[Stored items]
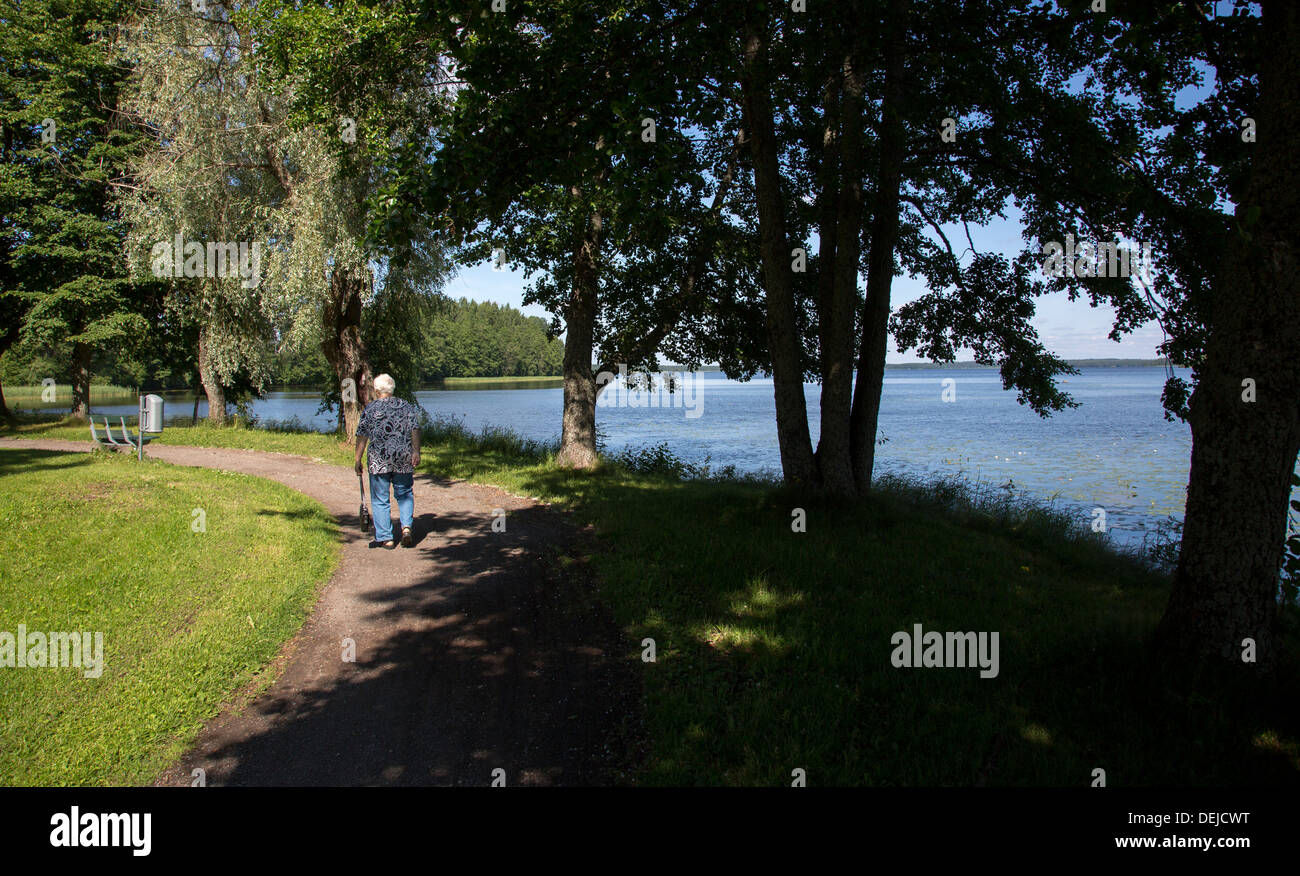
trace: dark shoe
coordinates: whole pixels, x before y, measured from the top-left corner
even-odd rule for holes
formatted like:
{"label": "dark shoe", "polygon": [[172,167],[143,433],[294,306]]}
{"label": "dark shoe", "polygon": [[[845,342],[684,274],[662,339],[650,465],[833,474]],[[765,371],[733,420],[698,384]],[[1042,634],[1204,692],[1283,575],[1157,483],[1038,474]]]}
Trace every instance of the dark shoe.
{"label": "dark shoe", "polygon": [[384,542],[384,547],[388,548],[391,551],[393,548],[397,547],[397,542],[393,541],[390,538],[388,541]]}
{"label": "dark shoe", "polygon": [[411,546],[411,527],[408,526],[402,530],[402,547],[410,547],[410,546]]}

# Task item
Print the data above in full and exactly as it appears, skipping the pictures.

# Output below
trace: dark shoe
coordinates: whole pixels, x before y, measured from the top-left corner
even-odd rule for holes
formatted like:
{"label": "dark shoe", "polygon": [[172,167],[143,433],[294,306]]}
{"label": "dark shoe", "polygon": [[[845,342],[684,274],[662,339],[650,465],[833,474]],[[765,371],[733,420],[698,384]],[[1042,634],[1204,692],[1283,575],[1157,483],[1038,474]]]}
Trace every instance of the dark shoe.
{"label": "dark shoe", "polygon": [[384,542],[384,547],[388,548],[391,551],[393,548],[397,547],[397,542],[393,541],[390,538],[388,541]]}
{"label": "dark shoe", "polygon": [[411,546],[411,527],[408,526],[402,530],[402,547],[410,547],[410,546]]}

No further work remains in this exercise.